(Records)
↓

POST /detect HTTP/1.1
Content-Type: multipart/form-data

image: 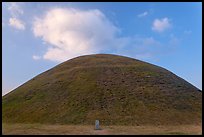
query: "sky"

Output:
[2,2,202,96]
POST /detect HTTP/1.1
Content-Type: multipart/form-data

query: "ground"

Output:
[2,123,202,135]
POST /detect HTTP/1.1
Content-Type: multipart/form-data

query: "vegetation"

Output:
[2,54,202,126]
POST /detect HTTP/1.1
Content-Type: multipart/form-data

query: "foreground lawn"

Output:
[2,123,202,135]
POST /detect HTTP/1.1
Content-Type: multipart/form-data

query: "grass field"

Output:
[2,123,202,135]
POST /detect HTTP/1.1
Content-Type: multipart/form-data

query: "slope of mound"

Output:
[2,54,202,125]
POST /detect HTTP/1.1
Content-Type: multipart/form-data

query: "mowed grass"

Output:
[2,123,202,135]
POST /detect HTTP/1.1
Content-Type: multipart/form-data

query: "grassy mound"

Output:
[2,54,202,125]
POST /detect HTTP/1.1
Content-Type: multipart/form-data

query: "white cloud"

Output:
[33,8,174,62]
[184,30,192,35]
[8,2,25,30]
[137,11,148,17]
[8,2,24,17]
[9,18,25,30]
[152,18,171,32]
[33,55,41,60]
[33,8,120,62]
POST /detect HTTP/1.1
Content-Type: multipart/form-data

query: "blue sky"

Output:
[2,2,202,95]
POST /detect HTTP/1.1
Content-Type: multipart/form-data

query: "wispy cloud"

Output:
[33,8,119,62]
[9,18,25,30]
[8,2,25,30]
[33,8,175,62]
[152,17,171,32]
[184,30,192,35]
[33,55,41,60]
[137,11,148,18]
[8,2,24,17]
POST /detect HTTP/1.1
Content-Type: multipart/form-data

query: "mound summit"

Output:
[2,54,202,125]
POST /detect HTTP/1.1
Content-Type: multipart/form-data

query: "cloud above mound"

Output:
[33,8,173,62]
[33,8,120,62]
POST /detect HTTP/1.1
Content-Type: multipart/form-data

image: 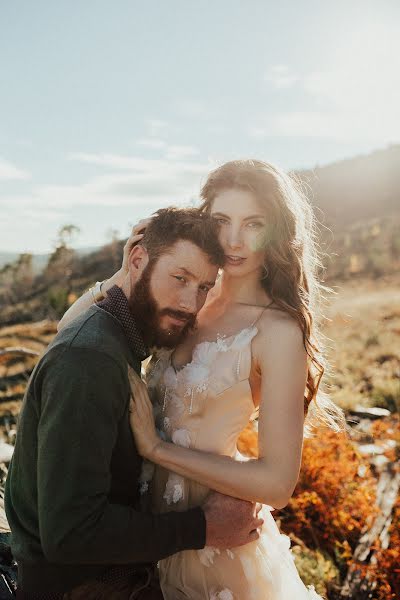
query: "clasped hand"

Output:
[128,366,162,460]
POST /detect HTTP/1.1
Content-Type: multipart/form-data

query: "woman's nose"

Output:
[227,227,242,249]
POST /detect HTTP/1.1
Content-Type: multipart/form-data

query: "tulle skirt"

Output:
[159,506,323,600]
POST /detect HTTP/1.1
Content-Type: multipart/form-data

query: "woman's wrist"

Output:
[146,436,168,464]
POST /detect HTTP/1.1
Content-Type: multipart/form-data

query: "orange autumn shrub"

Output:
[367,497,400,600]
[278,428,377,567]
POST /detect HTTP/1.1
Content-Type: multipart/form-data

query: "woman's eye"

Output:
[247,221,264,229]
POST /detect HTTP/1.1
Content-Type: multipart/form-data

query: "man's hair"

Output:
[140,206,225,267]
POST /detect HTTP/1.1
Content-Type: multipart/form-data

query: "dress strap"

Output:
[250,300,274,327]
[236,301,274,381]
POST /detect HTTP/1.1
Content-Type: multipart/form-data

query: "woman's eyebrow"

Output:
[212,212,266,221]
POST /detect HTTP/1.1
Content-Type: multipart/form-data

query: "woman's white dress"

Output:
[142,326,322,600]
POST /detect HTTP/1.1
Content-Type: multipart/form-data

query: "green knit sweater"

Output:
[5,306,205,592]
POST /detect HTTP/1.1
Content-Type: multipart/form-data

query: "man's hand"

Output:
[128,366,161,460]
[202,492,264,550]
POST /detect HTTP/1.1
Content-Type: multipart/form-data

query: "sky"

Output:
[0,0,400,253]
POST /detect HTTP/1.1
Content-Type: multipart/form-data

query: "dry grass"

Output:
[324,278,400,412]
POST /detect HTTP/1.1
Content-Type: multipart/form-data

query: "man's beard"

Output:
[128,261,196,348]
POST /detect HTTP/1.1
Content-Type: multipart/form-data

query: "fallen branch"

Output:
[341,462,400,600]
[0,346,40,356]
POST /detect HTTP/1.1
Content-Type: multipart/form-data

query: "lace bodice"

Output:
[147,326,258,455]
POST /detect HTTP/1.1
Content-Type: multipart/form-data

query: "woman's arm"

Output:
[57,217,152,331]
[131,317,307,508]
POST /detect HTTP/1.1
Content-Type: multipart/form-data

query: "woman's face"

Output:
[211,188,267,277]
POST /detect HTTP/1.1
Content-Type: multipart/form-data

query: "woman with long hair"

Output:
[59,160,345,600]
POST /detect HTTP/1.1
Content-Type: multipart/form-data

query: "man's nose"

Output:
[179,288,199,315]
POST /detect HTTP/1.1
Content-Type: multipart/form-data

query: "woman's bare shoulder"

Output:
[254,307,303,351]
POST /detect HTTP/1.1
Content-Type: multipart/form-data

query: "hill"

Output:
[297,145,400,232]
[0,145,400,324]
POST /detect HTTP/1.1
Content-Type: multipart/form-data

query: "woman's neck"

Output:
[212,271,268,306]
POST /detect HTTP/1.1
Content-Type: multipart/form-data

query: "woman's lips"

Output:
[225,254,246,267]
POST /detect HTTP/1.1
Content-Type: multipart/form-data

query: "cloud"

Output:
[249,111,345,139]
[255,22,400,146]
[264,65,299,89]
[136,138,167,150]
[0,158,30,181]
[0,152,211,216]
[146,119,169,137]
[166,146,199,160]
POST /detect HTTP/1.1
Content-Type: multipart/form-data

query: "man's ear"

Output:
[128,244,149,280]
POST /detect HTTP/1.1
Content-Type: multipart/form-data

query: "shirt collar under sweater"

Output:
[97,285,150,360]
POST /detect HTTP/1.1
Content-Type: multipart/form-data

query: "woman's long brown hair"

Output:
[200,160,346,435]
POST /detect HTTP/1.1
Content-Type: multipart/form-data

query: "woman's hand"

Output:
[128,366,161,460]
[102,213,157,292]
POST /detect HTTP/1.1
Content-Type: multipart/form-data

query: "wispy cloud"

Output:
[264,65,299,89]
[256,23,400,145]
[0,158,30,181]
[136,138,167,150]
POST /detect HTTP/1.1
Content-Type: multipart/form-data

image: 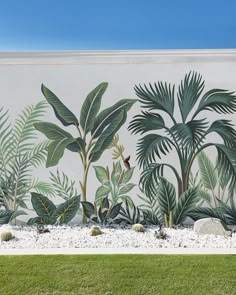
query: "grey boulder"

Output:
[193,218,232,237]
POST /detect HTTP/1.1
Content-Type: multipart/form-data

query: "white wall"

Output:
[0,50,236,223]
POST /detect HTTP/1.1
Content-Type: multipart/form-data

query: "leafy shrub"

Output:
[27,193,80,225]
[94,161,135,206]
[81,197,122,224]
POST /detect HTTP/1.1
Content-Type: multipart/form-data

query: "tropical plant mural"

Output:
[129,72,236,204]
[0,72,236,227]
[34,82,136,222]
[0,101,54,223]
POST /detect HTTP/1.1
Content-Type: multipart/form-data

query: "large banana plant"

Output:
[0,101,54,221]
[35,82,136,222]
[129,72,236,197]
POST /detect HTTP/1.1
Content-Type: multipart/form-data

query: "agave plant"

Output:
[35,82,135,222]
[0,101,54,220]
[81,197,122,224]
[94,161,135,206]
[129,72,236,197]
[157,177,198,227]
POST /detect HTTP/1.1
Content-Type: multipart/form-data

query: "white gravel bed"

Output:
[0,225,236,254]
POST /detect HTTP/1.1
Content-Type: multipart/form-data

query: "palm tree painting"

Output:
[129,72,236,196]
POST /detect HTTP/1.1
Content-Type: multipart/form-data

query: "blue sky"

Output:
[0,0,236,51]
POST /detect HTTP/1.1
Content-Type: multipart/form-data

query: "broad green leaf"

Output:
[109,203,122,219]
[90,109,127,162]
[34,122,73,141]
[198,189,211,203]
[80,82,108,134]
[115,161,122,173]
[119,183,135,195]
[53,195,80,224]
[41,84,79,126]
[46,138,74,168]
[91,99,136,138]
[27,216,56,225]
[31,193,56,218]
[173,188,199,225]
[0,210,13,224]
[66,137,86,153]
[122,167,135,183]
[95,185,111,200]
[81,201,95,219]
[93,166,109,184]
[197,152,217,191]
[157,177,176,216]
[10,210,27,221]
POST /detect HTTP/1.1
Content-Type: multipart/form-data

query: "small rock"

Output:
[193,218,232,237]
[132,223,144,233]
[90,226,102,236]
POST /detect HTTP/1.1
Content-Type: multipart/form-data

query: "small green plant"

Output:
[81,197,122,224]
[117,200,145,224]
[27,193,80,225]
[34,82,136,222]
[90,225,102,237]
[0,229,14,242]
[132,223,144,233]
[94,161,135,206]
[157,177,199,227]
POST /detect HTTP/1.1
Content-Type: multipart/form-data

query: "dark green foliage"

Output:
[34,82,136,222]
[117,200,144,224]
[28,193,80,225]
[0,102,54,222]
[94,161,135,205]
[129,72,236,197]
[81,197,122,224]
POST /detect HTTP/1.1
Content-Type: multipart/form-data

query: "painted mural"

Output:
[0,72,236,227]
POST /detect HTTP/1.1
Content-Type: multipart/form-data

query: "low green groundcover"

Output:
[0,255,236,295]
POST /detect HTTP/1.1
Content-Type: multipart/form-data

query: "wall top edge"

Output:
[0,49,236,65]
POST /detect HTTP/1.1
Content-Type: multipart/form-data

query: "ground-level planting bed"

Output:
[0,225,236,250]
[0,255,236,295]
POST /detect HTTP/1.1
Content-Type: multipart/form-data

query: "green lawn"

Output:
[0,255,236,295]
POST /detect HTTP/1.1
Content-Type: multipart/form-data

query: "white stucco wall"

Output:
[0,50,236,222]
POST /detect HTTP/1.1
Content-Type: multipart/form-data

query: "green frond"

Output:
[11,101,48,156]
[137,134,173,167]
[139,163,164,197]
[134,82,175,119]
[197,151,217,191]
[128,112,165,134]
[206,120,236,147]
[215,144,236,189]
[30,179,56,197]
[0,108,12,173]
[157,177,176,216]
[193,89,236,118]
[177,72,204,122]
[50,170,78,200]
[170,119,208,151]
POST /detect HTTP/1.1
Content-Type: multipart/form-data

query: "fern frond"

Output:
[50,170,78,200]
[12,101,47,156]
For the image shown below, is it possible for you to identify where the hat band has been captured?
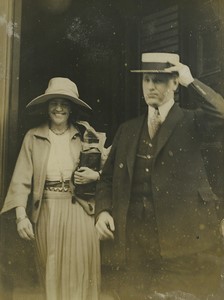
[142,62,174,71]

↑
↓

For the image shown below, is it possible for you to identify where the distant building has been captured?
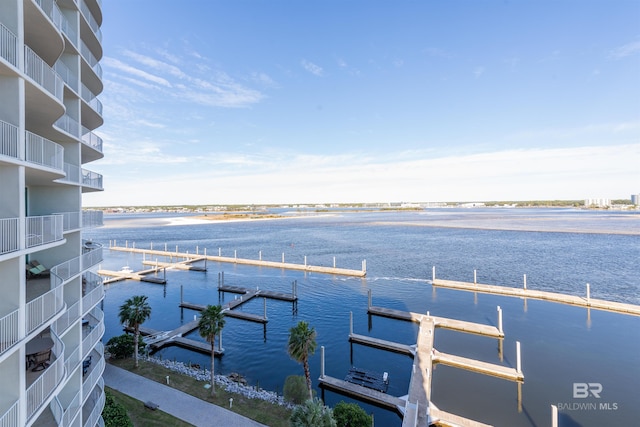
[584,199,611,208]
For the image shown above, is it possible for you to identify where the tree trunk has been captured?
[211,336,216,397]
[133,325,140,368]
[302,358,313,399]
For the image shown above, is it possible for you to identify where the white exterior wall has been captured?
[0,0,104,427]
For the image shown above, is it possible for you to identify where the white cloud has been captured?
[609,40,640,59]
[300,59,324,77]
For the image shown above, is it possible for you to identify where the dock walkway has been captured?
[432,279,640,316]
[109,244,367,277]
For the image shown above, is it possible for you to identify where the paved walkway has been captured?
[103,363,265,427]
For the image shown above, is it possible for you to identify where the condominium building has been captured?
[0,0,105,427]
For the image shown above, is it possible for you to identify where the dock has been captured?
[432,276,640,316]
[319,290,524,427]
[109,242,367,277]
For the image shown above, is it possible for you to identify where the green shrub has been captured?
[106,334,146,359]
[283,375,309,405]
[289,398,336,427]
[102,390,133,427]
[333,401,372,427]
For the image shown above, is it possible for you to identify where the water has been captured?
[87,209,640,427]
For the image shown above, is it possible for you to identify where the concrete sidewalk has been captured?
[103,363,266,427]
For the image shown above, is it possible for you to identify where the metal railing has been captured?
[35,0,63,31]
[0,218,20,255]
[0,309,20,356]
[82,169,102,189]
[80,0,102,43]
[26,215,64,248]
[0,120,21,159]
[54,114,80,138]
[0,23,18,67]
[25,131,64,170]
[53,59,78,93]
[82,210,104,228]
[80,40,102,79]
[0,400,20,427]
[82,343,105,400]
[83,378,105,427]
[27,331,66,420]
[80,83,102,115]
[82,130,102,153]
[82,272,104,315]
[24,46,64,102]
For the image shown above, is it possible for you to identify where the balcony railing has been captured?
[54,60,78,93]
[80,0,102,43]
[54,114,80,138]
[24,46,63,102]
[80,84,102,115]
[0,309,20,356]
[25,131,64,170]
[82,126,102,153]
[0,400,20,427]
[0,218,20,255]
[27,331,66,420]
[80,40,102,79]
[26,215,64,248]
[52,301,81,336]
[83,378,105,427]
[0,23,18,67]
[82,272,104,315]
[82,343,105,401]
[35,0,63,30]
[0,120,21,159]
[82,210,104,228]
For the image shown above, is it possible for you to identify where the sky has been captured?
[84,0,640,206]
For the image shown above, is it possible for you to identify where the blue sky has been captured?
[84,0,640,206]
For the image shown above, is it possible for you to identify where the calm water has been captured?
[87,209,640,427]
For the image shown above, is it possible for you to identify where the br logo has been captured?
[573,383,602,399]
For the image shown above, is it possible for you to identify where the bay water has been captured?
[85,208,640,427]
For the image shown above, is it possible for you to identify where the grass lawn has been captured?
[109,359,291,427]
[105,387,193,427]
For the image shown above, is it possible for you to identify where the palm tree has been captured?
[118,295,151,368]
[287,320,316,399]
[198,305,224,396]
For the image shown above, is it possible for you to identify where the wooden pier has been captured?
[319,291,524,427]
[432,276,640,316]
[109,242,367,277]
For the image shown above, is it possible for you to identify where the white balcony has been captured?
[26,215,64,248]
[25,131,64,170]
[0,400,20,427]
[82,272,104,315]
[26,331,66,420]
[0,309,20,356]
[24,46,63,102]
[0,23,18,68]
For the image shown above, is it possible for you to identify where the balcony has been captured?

↑
↓

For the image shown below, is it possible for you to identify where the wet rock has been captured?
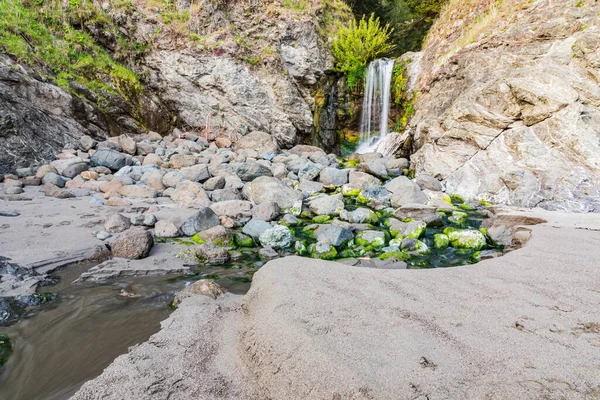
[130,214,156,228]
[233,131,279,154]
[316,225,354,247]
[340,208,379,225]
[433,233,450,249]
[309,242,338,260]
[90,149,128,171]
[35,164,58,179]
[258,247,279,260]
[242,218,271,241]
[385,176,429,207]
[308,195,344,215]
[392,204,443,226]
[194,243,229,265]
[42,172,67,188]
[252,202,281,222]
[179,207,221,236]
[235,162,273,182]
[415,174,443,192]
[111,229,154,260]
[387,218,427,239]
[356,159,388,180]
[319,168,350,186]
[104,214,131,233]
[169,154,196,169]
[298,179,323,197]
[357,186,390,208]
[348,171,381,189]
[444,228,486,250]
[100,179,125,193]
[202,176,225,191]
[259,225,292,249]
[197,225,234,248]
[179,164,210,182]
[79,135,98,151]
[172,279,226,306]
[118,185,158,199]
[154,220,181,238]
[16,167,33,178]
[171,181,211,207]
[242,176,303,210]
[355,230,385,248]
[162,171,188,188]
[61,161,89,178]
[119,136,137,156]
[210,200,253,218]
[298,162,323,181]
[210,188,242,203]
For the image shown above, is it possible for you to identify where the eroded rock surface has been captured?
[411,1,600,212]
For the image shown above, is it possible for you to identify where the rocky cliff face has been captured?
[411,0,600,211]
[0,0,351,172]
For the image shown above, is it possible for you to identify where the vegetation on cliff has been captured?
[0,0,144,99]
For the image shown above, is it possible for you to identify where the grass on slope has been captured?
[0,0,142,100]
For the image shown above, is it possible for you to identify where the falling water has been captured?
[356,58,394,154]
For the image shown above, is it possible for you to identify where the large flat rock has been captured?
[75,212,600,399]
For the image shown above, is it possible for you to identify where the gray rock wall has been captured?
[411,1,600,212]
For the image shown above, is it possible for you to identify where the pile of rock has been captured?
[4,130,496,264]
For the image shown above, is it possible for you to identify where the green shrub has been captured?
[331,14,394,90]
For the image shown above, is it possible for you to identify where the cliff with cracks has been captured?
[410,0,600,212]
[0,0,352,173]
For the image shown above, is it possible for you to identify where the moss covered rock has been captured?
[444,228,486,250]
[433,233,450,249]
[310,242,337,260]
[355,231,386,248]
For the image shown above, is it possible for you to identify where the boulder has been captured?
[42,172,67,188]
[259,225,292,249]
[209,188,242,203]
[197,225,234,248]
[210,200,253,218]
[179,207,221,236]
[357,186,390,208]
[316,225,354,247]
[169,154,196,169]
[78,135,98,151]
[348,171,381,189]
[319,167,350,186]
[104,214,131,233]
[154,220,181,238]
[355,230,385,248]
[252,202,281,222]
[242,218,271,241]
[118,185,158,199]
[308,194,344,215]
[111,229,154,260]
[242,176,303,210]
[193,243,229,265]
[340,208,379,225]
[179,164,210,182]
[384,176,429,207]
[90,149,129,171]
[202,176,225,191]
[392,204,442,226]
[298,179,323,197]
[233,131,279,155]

↑

### WRITTEN PROBLEM
Rewrite everything in the listing from the line containing "cracks has been captured?" down to the line containing "[233,131,279,155]", with both of those lines included. Shift every bounding-box coordinate in the answers up by 143, and leave all other lines as they are.

### THE COMPLETED TASK
For the image shown above, is it possible for you to identify where the cliff with cracks has been captured?
[553,143,743,355]
[143,143,495,316]
For the image shown above, is it possible for you to identify where the moss covered rock has been captured?
[587,371,629,393]
[576,376,593,392]
[453,385,480,403]
[498,374,529,391]
For the image shown above, is it possible for you to identify where the boulder has been captured?
[185,315,210,331]
[402,368,435,392]
[352,331,385,346]
[340,368,377,391]
[353,343,396,361]
[322,350,364,379]
[500,329,533,351]
[459,368,497,390]
[312,297,339,312]
[221,278,241,294]
[491,314,524,332]
[462,310,493,329]
[247,357,274,376]
[297,363,324,381]
[498,373,528,391]
[395,345,424,365]
[385,361,414,384]
[261,328,301,342]
[451,337,487,358]
[254,372,297,403]
[385,319,446,353]
[336,386,372,408]
[483,351,522,368]
[322,307,353,325]
[527,319,572,350]
[233,292,272,314]
[345,319,368,334]
[535,347,585,369]
[441,322,466,340]
[376,274,422,298]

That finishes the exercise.